Extrait cité
▼

Le premier des deux ouvrages que j’ai recommandés pour ce mois de réflexion est donc celui où le P. Michel Viot répond aux questions de l’abbé Guillaume de Tanoüarn : La révolution chrétienne.
La révolution chrétienne ? Nulle part dans le livre il n’est précisé en quoi une « révolution » chrétienne pourrait bien consister. Ce terme lui-même de révolution y est rarement employé, et seulement comme il se doit, dans un sens péjoratif, subversif et non pas chrétien. C’est que ce « titre-choc » a été imaginé quand le livre était terminé. Il était trop tard pour l’expliquer dans le livre lui-même. L’auteur du titre n’a pu le faire que dans L’Homme nouveau du 2 février :
« La révolution chrétienne, c’est la transformation historique que produit la venue du Christ sur la terre. » « La révolution chrétienne, qui est une transformation des cœurs, dure depuis deux mille ans et n’est pas encore achevée. Au contraire, elle avance. »
Il faut respectueusement, il faut amicalement regretter cet emploi incroyable du terme de révolution, il faut aussi le réprouver totalement. Il est créateur d’un embrouillamini majeur. Il n’y a pas de bonne révolution. Il n’y a pas de révolution chrétienne. La révolution c’est le mal, la révolution c’est la mort, la révolution c’est Satan. L’école contre-révolutionnaire de langue française le sait depuis Joseph de Maistre et l’a fréquemment approfondi. Et le monde entier ne peut plus l’ignorer après Soljenitsyne.

Or justement, et pour en terminer avec le négatif puisque c’est par lui que son titre fait commencer, ce livre si fortement contre-révolutionnaire se comporte comme s’il avait lui-même tout découvert ; comme si, dans l’école contre-révolutionnaire, il n’y avait rien eu entre Augustin Barruel (1741-1820) et Jean de Viguerie (né en 1935). • Cet ouvrage mal nommé La révolution chrétienne est un livre puissant par son ton direct et sa vivante intelligence. S’il ne parle pas de « révolution chrétienne », il parle de nouvelle évangélisation pour en dire carrément qu’« elle n’est pas nouvelle dans la mesure où l’évangélisation a toujours eu lieu, car le grand évangélisateur est le Saint-Esprit ». Il y a un quiproquo : on parle de nouvelle évangélisation « comme s’il s’agissait d’une nouvelle annonce, bien qu’en réalité ce soit toujours la même ». Le P. Michel Viot ose dire la vérité parce que d’abord il ose voir la réalité : « Aujourd’hui nous sommes un christianisme châtré : tout le monde est beau, tout le monde est gentil, toutes les religions se valent. Il n’y a pas de péché ou le péché n’est pas grave. Comment peut-on se convertir avec de tels présupposés ? et même, pourquoi se convertir ? »

▲

Données d'entrée
▼

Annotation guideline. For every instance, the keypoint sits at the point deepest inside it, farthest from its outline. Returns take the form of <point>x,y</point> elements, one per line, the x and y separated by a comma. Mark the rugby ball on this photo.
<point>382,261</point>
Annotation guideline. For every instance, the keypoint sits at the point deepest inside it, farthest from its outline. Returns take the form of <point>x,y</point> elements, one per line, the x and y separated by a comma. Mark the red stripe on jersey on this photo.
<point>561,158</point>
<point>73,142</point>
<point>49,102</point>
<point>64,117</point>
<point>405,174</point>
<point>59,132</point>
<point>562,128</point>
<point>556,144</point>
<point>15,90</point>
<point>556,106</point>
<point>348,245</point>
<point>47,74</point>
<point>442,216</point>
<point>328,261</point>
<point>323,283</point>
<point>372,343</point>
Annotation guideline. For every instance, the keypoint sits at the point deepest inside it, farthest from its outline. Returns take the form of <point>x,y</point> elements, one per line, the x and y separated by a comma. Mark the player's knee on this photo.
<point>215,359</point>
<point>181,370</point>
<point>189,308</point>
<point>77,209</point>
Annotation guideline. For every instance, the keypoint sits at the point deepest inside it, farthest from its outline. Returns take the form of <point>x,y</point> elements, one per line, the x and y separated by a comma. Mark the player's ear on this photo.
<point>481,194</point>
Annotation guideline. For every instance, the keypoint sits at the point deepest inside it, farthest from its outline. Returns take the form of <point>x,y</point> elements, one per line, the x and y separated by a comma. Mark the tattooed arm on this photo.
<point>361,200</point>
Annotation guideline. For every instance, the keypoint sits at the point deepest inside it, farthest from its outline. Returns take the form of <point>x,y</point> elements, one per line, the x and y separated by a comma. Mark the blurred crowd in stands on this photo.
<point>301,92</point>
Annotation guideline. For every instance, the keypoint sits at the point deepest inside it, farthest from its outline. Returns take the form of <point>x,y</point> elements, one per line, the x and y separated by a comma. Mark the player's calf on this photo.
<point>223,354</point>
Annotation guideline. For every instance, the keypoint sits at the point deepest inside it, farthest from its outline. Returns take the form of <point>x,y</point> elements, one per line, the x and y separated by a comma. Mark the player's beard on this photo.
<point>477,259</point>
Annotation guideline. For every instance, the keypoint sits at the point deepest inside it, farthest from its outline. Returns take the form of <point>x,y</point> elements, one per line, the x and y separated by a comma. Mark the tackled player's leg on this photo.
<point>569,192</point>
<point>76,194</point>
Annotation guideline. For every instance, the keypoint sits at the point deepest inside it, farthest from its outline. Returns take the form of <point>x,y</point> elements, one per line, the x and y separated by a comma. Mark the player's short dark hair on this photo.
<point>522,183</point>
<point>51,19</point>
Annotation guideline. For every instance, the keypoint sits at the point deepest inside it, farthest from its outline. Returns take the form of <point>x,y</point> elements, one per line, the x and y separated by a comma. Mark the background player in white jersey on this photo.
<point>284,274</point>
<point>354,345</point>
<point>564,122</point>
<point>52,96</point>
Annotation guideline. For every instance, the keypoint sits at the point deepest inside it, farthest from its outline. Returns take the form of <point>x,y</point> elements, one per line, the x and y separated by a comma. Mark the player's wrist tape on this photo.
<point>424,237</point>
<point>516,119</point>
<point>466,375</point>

▲

Liste des tâches
[1] Pouvez-vous présenter sous forme de liste numérotée les lignes des données d'entrée, de celle qui contient « knee on this photo. » jusqu'à celle qui contient « <point>77,209</point> » incluses, sans les lignes vides ?
[2] Pourriez-vous écrire la suite de l'extrait sur le livre *La révolution chrétienne*, à partir de sa dernière phrase ?

Les réponses
[1]
1. Annotation guideline. For every instance, the keypoint sits at the point deepest inside it, farthest from its outline. Returns take the form of <point>x,y</point> elements, one per line, the x and y separated by a comma. Mark the player's knee on this photo.
2. <point>215,359</point>
3. <point>181,370</point>
4. <point>189,308</point>
5. <point>77,209</point>

[2]
Il ose aussi lire les textes (officiels…) au lieu de feindre de n’avoir rien vu : « Dans le Missel dit de Paul VI, il y a une prière de conclusion de la Prière universelle qui dit : “Dieu qui sauve tous les hommes”… On est en plein dans la théologie de Polnareff. »

Et surtout, le P. Viot a un sens aigu et une connaissance historique précise des persécutions brutales ou sournoises, sanglantes ou sociologiques, infligées à l’Eglise catholique par nos cinq Républiques. Depuis 1789, montre-t-il, c’est là le vrai débat, le vrai combat. Principalement aux pages 50-67 et 143-147, mais au vrai un peu partout au fil de ses propos, il décrit comment un monde politique plus mauvais qu’on ne le dit a fait subir au catholicisme des ravages beaucoup plus profonds encore qu’on ne le croit.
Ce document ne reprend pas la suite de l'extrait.